**Task directions**
Give back the full data, unchanged and complete.

[Saved entries]
********
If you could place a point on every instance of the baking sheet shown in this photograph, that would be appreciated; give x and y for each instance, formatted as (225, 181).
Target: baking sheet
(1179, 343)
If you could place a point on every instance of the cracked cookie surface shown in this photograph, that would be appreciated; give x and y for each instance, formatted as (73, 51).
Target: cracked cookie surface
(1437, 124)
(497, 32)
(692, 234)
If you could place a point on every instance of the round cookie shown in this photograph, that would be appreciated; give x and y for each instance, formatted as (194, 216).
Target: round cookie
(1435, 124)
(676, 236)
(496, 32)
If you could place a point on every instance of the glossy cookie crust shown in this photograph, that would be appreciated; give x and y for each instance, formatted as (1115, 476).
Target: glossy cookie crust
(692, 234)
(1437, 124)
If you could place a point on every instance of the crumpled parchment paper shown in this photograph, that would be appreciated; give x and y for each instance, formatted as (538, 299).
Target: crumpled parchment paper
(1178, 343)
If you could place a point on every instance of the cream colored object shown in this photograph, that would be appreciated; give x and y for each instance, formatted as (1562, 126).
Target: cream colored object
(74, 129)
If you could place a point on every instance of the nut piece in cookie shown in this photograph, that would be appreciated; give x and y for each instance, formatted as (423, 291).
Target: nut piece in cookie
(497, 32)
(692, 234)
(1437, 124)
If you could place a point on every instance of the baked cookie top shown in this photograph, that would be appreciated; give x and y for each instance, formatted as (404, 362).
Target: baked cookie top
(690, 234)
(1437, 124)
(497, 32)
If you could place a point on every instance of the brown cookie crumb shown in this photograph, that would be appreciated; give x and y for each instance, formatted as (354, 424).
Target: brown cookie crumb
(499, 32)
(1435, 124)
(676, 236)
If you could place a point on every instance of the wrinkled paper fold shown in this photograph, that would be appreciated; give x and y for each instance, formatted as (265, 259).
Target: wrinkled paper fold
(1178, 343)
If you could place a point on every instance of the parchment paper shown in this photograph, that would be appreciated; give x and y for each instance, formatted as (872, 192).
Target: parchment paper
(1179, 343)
********
**Answer below**
If you could place a point on every instance of the baking sheet shown in this photograph, that would be appreciated; give x and y for each instance, formatted as (225, 181).
Target: baking sheet
(1179, 343)
If you could place a point on every instance of the cracked cookie surface shown in this photograph, that would be appreciated; give x and y for each instance, formatted as (73, 51).
Target: cracked cookie surface
(1437, 124)
(497, 32)
(692, 234)
If you could place a point on every instance of the round cookie shown in this photograph, that would be appreciated; give x and y for each instance, formatted as (194, 216).
Target: round cookie
(1435, 124)
(676, 236)
(496, 32)
If you could place a point on every instance of the glossy cookie crust shown in this photograph, that would be appreciated; give x and y for each instance, formatted as (1115, 476).
Target: glossy cookie crust
(692, 234)
(1437, 124)
If you could place a point on every instance of the crumpled parchment paper shown in this photograph, that would be appreciated; give x and y for each instance, formatted as (538, 299).
Target: crumpled parchment paper
(1178, 343)
If you could place a point on every instance of the cream colored object shown in this photograph, that would be appreciated; give x and y for each instance, formatted as (1562, 126).
Target: cream colored object
(74, 129)
If you could place a point on every instance of the nut piece in cookie shown in this photograph, that would be appreciated; give x and y for each instance, formatted as (423, 291).
Target: nut piece in cookie
(497, 32)
(692, 234)
(1437, 124)
If you could place a point on every instance of the baked cookie top shown in this photograph, that would be appreciated; give x and y for each instance, formatted as (404, 362).
Target: baked cookie top
(690, 234)
(1437, 124)
(497, 32)
If you could place a point on every instance of the brown cookie crumb shown in this photograph, that would be appreciated; give x and y for each instance, formatted as (354, 424).
Target: brown cookie crumb
(499, 32)
(1435, 124)
(676, 236)
If you could place a point on every instance of the wrinkled paper fold shown in this photograph, that would be appreciated; give x and y for each instance, formatted as (265, 259).
Target: wrinkled paper fold
(1178, 343)
If you could place a point on every instance of the parchment paper shown in this photograph, that would be appreciated; give x and y for each instance, formatted as (872, 192).
Target: parchment paper
(1179, 343)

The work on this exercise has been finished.